Musing on Testing

Table of Contents

Purpose #

We use tests in order to get confidence in the product:

Validation: to prove that the product does what it’s supposed to do.
Regression: to prove that changes to the product do not break existing behaviors.

Tests can also provide documentation for how the product is expected to be used, and what assumptions are involved in using it.

Traditional approaches to testing often focus on the confidence aspects, with the documentation is often just a by-product, often overlooked and unrefined, while some approached like TDD (Test Driven Development), often put the documentation part ahead.

purpose of testing diagram: documentation (usage, assumptions), confidence to use (validation), confidence to change (regression).

Requirements #

Correctness #

The test should pass if and only if the product behaves correctly

Tests should fail by default.

Specificity #

The test should target a specific behavior, and make it clear what it verifies, and what failed in case of failure.

Isolation #

The test should not have an impact on the environment in a way that can impact the behavior of the product.

Test should be able to run in any order, ideally in parallel.

Some examples:

Run each test against a dedicated DB.
Run each test in a separate transaction scope (e.g. using repeatable read isolation level).
Use test specific entities.
Run each test in an isolated environment.

Reproducibility #

You should be able to reproduce test results, given the same starting conditions.

Given the same starting conditions, test should return predicable, consistent results for every execution, unless the logic being tested is modified.

Explicitly define the starting conditions.
For tests the rely on randomized data: store the seeds used to generate it, and make it simple to reuse the seeds to reproduce the test.
Use time service abstractions / mocks to control dates and times.

Some tests (e.g. functional verifications) should be fully deterministic. Some tests might (e.g. fuzzing, load and stress tests, exploratory tests) rely on more stochastic behavior. Ensure that you have enough information to understanding the variables and the invariants in the tests, so that failures can be appropriately reproduced, addressed, and the fixes validated.

Tensions #

A good test needs to balance the tension between competing objectives:

High relevance #

How much confidence does the test provide, what is being tested and how much it resembles the real world usage.

Extracted records.
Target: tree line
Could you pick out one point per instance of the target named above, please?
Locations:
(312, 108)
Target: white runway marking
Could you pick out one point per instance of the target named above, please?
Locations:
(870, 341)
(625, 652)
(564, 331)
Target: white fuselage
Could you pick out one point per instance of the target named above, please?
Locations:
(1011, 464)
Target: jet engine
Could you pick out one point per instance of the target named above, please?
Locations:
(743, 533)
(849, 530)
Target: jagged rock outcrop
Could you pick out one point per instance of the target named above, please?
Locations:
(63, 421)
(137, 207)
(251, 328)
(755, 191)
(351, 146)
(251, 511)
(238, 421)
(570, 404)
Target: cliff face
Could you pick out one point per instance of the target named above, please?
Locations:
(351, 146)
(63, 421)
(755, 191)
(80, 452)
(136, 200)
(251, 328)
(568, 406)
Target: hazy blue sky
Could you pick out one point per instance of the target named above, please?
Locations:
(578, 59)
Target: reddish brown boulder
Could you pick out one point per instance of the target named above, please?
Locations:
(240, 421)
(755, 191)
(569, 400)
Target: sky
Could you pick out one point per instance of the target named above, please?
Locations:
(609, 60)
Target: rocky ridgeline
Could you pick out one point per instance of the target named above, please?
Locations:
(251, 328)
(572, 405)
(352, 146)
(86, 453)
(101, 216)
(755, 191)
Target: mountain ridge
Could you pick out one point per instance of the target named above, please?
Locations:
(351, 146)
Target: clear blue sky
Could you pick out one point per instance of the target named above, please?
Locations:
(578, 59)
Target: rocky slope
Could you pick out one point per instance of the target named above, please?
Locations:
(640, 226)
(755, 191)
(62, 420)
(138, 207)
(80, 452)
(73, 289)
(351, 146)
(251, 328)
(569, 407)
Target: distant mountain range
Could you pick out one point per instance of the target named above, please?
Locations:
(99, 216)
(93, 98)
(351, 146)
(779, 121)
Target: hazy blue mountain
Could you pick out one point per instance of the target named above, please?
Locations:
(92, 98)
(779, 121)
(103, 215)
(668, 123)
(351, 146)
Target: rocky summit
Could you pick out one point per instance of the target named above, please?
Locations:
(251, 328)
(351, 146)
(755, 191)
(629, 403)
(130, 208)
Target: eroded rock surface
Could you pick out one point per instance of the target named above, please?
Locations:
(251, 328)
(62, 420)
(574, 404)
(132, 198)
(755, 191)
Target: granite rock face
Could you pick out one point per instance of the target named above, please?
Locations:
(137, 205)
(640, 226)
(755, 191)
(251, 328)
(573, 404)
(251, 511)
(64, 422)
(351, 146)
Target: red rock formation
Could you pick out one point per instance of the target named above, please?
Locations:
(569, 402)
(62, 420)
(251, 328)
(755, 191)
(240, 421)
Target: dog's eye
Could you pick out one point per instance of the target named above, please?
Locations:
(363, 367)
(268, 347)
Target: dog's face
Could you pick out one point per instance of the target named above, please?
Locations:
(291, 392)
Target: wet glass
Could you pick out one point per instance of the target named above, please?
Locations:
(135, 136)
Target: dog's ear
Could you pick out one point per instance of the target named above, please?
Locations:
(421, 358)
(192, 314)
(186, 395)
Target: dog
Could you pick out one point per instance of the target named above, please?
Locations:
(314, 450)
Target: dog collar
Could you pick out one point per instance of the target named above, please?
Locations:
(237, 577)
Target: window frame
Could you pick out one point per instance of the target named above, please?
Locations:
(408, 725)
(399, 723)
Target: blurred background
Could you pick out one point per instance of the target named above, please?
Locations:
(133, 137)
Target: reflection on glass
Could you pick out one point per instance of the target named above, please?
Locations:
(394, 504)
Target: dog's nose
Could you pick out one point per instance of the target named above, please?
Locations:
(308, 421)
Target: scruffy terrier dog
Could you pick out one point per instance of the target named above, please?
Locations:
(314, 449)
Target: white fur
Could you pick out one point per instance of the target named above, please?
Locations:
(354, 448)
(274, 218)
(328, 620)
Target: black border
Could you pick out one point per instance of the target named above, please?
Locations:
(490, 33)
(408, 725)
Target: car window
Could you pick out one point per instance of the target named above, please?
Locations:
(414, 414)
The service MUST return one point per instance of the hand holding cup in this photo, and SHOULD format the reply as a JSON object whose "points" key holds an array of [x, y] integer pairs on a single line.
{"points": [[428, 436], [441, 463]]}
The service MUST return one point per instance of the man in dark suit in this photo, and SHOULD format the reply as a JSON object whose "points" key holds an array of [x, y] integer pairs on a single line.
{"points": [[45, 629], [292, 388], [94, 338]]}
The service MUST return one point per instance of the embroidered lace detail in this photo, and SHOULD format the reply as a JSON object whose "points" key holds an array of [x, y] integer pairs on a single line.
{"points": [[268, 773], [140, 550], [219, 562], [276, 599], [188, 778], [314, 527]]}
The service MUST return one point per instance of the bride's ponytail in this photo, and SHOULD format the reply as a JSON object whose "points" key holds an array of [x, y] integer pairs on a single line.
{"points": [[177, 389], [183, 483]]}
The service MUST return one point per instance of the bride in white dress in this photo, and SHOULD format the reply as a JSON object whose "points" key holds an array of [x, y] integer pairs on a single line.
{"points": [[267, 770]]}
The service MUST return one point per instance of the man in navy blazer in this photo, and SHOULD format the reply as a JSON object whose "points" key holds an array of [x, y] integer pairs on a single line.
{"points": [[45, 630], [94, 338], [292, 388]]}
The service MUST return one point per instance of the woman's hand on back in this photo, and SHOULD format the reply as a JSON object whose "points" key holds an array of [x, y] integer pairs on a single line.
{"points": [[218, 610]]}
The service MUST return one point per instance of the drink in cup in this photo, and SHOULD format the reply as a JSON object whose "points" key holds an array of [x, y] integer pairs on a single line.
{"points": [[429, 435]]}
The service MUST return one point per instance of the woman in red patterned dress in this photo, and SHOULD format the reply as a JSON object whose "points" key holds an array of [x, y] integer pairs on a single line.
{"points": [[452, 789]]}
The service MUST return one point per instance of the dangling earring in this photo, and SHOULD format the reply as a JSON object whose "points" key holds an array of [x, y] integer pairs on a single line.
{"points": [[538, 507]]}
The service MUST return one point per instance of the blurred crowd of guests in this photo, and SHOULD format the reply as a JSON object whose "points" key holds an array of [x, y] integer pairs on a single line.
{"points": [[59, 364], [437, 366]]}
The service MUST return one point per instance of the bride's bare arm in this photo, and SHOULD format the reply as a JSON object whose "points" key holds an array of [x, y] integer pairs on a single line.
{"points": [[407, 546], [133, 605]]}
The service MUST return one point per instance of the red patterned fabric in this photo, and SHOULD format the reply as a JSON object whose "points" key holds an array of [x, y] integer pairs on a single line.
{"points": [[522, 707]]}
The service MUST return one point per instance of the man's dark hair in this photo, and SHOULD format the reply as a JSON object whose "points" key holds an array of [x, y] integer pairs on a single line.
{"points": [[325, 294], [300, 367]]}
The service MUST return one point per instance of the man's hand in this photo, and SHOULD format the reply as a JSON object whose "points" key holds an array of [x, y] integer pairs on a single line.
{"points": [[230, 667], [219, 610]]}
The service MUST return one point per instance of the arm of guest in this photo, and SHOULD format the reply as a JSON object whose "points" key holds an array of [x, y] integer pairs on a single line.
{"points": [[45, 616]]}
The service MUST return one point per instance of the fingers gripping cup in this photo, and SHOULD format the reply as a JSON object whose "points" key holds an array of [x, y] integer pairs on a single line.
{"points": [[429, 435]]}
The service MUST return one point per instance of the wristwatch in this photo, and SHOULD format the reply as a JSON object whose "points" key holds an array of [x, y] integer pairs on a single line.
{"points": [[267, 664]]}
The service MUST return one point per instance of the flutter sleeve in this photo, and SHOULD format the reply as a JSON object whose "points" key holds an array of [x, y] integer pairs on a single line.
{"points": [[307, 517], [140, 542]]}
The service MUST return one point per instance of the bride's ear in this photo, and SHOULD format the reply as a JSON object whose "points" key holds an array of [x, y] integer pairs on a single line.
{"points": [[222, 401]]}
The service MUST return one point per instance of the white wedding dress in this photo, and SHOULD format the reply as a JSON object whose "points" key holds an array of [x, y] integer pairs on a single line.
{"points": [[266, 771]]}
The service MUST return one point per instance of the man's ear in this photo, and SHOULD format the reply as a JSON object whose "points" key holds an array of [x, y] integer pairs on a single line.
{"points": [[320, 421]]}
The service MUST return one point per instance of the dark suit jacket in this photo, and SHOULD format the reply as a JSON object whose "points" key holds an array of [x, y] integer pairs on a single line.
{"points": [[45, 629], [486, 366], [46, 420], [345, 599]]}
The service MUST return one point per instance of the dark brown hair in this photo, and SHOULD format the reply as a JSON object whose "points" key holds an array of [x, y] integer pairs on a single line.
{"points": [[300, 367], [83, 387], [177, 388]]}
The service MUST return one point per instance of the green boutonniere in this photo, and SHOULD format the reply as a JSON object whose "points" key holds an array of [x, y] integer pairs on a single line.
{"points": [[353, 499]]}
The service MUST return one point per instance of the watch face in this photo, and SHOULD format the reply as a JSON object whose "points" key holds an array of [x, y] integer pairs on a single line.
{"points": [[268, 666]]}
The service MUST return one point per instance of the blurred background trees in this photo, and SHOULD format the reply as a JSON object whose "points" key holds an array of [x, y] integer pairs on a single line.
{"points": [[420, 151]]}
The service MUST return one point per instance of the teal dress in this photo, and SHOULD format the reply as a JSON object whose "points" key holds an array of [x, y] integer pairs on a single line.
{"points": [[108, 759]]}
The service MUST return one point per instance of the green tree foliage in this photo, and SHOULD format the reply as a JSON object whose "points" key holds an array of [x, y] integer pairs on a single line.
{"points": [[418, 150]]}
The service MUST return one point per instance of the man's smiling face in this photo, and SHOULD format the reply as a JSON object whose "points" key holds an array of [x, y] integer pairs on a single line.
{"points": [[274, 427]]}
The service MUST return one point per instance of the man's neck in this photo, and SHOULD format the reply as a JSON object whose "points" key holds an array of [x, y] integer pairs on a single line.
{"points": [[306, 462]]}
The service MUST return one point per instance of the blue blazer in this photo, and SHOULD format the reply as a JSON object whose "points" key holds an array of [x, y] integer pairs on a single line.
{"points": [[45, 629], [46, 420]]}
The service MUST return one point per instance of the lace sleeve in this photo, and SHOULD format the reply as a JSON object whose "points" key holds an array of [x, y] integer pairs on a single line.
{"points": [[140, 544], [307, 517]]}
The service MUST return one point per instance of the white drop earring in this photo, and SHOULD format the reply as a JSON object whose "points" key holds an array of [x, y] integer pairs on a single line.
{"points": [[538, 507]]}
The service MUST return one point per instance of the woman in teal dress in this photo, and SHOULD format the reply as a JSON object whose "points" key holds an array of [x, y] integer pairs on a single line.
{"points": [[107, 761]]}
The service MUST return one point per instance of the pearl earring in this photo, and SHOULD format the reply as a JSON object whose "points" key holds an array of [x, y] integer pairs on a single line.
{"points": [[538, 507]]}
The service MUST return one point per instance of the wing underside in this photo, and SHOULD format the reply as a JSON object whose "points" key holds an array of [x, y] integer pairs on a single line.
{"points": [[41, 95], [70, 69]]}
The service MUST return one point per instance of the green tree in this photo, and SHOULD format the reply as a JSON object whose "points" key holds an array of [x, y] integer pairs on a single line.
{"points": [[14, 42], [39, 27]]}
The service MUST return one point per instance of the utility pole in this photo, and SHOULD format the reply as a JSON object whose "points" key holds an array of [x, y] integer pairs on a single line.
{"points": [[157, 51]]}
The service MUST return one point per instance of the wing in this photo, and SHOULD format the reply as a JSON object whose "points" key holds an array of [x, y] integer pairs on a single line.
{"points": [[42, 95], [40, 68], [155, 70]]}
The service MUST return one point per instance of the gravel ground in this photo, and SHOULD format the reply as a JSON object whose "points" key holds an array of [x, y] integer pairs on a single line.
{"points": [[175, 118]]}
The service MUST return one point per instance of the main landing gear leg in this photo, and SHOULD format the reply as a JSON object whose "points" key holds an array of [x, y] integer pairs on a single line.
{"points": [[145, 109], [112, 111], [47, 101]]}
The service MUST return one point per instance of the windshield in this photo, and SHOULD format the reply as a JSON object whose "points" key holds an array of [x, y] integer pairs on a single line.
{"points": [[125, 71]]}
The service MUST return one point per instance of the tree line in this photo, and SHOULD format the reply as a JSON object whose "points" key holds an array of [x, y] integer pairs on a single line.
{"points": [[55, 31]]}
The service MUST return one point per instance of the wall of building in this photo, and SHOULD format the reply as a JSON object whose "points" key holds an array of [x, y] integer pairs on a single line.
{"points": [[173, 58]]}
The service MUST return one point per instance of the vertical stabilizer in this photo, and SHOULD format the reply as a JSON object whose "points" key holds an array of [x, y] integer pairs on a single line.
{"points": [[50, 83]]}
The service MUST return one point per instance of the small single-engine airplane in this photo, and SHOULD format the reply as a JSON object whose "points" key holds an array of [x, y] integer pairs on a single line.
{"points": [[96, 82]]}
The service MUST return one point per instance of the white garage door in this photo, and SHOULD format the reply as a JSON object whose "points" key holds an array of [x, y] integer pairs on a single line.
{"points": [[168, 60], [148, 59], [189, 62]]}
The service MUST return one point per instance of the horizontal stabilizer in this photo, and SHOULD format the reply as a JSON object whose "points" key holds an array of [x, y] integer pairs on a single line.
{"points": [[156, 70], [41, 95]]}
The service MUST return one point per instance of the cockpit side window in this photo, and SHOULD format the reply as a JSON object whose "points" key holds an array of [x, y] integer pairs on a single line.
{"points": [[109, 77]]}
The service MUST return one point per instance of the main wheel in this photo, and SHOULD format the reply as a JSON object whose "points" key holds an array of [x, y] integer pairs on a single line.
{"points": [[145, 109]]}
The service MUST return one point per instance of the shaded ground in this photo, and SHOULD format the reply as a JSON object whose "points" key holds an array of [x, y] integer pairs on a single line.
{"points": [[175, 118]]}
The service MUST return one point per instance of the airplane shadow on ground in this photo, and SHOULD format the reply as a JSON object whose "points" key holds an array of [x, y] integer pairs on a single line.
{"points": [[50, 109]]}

Exercises.
**A)** Write out the part of the passage on testing between "Some tests (e.g." and "real world usage.", inclusive.
**B)** Answer these questions from the passage on testing:
(i) Which two purposes does the passage name as giving confidence in the product?
(ii) In what order should tests be able to run?
(iii) What does the passage recommend for controlling dates and times?
**C)** Resume the passage on testing from its final sentence.

Responses.
**A)**
Some tests (e.g. functional verifications) should be fully deterministic. Some tests might (e.g. fuzzing, load and stress tests, exploratory tests) rely on more stochastic behavior. Ensure that you have enough information to understanding the variables and the invariants in the tests, so that failures can be appropriately reproduced, addressed, and the fixes validated.

Tensions #

A good test needs to balance the tension between competing objectives:

High relevance #

How much confidence does the test provide, what is being tested and how much it resembles the real world usage.

**B)**
(i) Validation and regression.
(ii) In any order, ideally in parallel.
(iii) Time service abstractions or mocks.

**C)**
Fast feedback #

How quickly the can test provide meaningful results

Time to author
Time to execute

Low maintenance #

How resilient is the test to changes in the product.

Approaches #

Test behaviors, not mocks.
Test names should describe the behavior under test, not the outcome.

Observations #

Debugger is a time sink, if it’s even an options. Test results and logs should provide enough information to understand what is going on without need to debug. Using the same observability tools (traces, logs, metrics) in the development process (e.g. test failure analysis) as in production, will also help drive improvement for observability overall.
Guarantees are better than assertions - an impossible code path is better than a handled invalid path.
The quickest and most effective test is the compiler. Make the most of static analysis.
Style matters - make suspicious code stand out (e.g. yoda conditions, avoid negative conditions and ! operators, use early returns, avoid booleans, avoid nulls, use exhaustive checks, etc.)
Code coverage is not a measure of quality. It’s a development tool to identify gaps in tests, and unused code paths. Optimizing for high code coverage targets often leads to micro-optimizations of tests to test minute implementation details that don’t add value, and increase test fragility.
Code is a liability. Test code does not add value to the user, make it matter. Test behaviors, not mocks.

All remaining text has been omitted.